* **Set task**
Please revise the data from its first line up to and including the line with "[361,679,503,997]", changing "black helmet" to "dark helmet" and leaving everything else unchanged. Return only those lines.
====================
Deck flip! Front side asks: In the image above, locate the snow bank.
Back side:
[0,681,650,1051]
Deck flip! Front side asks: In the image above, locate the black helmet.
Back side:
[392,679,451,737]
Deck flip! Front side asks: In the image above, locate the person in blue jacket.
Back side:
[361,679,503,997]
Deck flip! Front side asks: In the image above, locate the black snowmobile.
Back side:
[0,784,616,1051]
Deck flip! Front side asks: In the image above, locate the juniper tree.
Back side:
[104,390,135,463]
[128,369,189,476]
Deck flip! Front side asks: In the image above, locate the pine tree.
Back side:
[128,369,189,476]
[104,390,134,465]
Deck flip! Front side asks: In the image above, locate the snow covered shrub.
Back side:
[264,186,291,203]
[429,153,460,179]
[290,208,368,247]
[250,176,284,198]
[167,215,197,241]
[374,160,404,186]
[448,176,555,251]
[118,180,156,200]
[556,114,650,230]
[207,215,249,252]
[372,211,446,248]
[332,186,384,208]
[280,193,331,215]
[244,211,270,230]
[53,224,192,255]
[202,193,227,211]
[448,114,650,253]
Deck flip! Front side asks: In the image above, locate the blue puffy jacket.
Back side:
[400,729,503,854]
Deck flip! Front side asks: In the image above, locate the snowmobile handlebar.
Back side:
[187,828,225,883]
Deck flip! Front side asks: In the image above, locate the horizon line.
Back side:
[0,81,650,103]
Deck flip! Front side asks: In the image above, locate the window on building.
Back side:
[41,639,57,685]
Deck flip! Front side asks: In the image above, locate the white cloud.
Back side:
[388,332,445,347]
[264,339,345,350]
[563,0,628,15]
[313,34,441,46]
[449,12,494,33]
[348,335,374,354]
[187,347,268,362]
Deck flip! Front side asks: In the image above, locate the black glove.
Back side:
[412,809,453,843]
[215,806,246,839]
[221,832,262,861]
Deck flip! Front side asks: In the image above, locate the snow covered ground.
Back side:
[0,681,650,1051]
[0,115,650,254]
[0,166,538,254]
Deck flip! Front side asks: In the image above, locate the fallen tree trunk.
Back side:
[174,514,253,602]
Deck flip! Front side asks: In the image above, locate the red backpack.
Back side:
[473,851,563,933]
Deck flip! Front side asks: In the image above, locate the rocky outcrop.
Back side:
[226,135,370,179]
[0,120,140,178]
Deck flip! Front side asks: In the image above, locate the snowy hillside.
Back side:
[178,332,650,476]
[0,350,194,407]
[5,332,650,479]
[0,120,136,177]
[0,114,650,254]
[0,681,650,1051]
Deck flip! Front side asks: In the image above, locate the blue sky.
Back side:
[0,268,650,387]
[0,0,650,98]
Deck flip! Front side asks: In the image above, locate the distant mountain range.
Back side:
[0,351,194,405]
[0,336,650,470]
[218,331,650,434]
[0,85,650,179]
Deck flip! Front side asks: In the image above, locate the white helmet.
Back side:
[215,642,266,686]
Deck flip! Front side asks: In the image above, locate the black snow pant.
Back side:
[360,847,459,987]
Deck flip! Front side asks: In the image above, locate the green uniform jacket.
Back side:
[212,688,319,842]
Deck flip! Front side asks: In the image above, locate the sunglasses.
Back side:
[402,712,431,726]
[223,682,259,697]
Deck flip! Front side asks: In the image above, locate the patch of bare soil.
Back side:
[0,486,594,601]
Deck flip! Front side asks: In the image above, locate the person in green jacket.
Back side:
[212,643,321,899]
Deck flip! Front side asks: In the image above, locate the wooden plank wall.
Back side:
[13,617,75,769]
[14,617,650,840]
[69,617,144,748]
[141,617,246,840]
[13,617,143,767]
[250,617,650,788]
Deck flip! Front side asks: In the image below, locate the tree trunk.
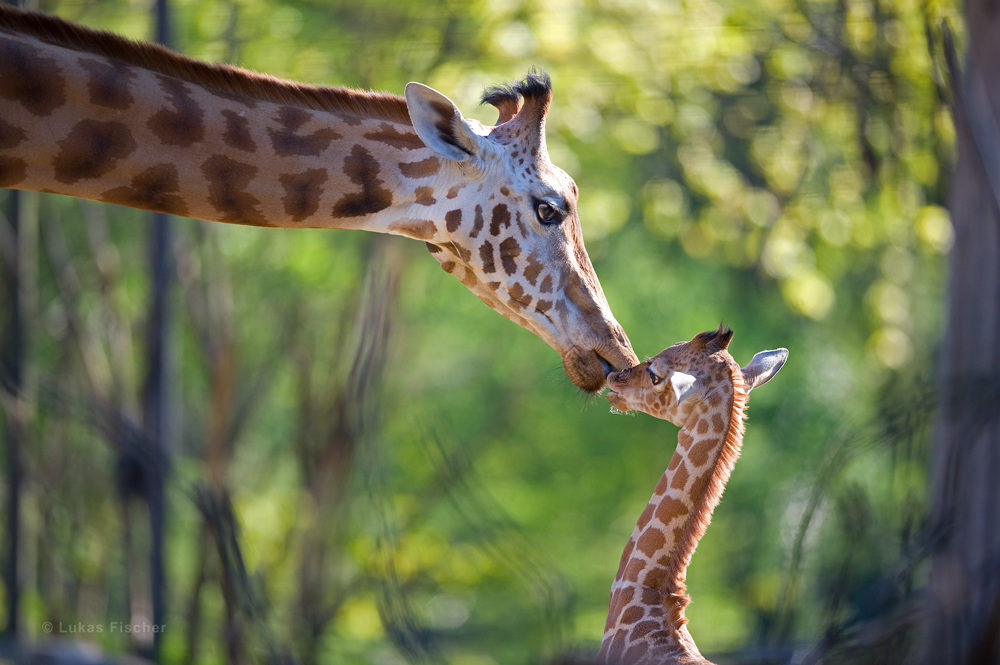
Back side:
[923,0,1000,665]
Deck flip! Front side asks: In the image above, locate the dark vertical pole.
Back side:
[923,10,1000,665]
[2,190,24,640]
[0,0,24,640]
[142,0,173,662]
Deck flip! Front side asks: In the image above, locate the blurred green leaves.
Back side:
[5,0,959,665]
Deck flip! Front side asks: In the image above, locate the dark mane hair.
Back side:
[691,323,733,349]
[0,3,411,125]
[481,70,552,108]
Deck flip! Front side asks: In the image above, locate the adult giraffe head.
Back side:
[406,73,638,392]
[0,4,637,391]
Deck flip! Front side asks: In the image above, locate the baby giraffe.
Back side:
[597,326,788,665]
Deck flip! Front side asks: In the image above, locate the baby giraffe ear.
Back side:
[406,83,483,162]
[670,372,698,404]
[743,349,788,392]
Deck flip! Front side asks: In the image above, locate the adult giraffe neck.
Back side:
[0,4,637,392]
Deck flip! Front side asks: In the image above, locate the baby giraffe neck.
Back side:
[598,362,747,665]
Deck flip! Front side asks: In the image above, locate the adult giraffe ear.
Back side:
[406,82,483,162]
[670,372,698,404]
[743,349,788,392]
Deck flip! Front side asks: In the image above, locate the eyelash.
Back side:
[535,201,566,226]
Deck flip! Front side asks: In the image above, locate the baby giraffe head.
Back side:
[608,326,788,427]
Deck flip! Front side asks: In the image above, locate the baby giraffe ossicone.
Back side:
[597,326,788,665]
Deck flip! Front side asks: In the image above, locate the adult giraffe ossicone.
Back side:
[0,5,638,392]
[597,326,788,665]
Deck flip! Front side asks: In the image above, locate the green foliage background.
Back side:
[0,0,959,665]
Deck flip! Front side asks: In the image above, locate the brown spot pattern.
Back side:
[364,122,427,150]
[622,642,649,665]
[80,58,135,111]
[712,413,726,434]
[479,240,497,274]
[653,474,667,496]
[222,109,257,152]
[389,219,437,240]
[399,157,440,176]
[469,205,484,238]
[278,169,328,222]
[524,252,545,286]
[490,203,510,236]
[0,118,28,150]
[622,559,646,582]
[656,496,688,525]
[413,187,437,206]
[146,74,205,148]
[333,145,392,217]
[636,503,656,529]
[667,452,683,471]
[101,164,188,215]
[636,529,667,558]
[0,155,28,187]
[507,282,531,309]
[201,155,266,225]
[514,210,528,240]
[53,119,136,185]
[205,88,257,109]
[670,464,690,490]
[0,36,66,116]
[677,430,694,450]
[622,605,646,626]
[500,238,521,275]
[267,106,342,157]
[632,621,659,640]
[688,436,719,468]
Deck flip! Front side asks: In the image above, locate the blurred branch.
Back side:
[941,21,1000,220]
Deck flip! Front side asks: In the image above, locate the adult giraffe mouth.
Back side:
[563,346,616,393]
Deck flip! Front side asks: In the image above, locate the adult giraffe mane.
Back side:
[0,4,412,125]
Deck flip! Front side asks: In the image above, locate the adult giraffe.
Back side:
[0,5,638,392]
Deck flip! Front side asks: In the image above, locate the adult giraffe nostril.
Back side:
[594,351,617,376]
====================
* **Final answer**
Deck flip! Front side asks: In the image above, locate the snow bank.
Back side:
[0,681,650,1051]
Deck flip! Front side asks: In the image above, locate the dark helmet.
Back side:
[392,679,451,737]
Deck flip! Front side asks: In the image above, locate the person in blue jacket.
Back side:
[361,679,503,997]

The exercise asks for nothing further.